* YOUR INSTRUCTIONS: Read the lines of the data below and retrieve those with "cabinet".

* DATA:
※ ※ ※

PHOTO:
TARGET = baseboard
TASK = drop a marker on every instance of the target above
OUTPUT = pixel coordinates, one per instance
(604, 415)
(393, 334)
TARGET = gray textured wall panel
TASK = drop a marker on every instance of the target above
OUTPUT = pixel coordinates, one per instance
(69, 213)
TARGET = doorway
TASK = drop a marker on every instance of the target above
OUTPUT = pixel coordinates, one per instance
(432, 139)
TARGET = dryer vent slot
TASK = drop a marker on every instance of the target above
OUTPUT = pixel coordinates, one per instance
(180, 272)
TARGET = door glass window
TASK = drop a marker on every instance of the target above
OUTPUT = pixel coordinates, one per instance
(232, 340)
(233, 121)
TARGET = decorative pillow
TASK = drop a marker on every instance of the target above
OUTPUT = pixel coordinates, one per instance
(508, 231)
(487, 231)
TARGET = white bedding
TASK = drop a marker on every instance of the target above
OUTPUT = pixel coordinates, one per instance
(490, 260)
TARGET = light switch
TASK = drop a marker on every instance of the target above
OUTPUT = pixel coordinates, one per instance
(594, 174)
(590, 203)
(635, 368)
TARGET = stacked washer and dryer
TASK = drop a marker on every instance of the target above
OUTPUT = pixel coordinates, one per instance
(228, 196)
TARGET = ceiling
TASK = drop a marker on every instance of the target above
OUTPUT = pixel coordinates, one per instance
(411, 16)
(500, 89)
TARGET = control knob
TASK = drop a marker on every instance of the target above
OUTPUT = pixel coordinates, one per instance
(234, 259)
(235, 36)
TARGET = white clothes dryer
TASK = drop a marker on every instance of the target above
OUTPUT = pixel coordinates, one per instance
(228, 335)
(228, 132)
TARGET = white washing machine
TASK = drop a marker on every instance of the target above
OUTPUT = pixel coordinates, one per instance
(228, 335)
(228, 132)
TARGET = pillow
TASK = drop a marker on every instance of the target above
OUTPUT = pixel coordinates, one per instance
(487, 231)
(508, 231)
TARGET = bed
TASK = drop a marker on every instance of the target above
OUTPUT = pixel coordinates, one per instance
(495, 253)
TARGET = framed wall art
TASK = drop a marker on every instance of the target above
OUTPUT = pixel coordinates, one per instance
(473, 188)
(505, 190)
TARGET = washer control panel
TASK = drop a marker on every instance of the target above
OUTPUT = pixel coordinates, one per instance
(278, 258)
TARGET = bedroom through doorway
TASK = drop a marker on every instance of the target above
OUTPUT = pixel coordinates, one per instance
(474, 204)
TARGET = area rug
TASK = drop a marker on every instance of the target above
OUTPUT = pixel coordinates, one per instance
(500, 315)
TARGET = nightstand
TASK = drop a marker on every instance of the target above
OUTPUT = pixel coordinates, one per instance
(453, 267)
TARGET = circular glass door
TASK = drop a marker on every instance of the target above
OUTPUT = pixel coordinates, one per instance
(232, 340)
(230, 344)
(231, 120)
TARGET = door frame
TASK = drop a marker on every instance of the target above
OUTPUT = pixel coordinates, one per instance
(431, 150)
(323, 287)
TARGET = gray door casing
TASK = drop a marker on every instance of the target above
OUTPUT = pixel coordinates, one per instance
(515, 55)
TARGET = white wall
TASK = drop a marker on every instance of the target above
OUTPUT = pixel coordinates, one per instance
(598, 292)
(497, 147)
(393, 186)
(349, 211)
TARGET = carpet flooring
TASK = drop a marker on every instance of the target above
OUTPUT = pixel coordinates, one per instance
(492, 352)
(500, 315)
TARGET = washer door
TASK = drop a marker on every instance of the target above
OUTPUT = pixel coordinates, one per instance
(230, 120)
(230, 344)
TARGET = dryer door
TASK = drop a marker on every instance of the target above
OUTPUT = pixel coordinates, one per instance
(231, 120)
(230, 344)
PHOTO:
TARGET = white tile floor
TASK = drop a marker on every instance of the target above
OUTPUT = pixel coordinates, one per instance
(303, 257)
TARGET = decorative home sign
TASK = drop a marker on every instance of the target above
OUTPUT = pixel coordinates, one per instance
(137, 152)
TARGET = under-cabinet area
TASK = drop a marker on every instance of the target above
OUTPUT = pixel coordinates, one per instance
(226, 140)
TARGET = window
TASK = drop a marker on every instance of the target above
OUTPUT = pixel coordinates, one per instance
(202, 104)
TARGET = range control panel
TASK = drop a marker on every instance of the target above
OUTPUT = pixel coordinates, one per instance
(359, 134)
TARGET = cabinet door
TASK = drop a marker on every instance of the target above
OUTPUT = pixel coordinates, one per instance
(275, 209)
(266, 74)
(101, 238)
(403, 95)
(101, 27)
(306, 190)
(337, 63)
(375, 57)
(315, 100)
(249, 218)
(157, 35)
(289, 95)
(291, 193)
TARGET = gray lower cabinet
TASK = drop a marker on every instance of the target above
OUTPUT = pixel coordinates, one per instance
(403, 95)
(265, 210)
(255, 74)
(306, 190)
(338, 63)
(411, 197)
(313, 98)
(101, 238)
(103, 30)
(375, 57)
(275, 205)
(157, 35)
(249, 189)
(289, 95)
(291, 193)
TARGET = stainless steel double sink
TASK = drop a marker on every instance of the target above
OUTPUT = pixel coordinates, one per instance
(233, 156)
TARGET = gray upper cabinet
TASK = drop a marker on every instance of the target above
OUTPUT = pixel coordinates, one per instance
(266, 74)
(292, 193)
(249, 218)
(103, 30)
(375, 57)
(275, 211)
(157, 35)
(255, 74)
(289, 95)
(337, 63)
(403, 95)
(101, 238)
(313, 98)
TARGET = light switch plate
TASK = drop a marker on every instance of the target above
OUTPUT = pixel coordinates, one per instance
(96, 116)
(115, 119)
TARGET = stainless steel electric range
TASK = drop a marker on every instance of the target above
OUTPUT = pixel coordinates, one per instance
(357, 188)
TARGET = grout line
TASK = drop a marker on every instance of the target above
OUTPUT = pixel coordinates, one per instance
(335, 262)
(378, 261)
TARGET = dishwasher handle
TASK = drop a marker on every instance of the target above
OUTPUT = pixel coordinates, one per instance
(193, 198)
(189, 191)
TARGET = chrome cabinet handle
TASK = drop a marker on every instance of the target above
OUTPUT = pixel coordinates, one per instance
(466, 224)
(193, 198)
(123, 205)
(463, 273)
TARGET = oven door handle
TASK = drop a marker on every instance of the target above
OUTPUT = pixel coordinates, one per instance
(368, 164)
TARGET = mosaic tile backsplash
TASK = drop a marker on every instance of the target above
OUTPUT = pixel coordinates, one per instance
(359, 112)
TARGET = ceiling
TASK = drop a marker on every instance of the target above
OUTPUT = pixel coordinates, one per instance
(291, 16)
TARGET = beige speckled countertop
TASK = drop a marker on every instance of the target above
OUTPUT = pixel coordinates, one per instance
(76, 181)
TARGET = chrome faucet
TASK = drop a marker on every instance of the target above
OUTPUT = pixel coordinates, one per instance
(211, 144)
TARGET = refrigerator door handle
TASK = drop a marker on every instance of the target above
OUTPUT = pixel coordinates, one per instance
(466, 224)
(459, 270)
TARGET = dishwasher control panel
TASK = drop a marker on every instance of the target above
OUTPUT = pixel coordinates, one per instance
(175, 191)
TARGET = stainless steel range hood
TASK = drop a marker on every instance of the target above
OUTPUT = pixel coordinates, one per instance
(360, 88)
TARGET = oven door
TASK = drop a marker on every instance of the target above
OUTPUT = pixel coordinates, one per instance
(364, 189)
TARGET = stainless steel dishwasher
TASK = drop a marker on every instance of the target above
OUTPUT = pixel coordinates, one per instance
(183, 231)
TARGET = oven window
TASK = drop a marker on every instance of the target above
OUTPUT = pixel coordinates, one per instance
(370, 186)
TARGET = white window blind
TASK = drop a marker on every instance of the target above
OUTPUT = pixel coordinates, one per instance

※ ※ ※

* OUTPUT FOR THIS EXERCISE:
TARGET = under-cabinet area
TARGET = cabinet door
TARGET = gray lower cabinet
TARGET = gray upper cabinet
TARGET = chrome cabinet handle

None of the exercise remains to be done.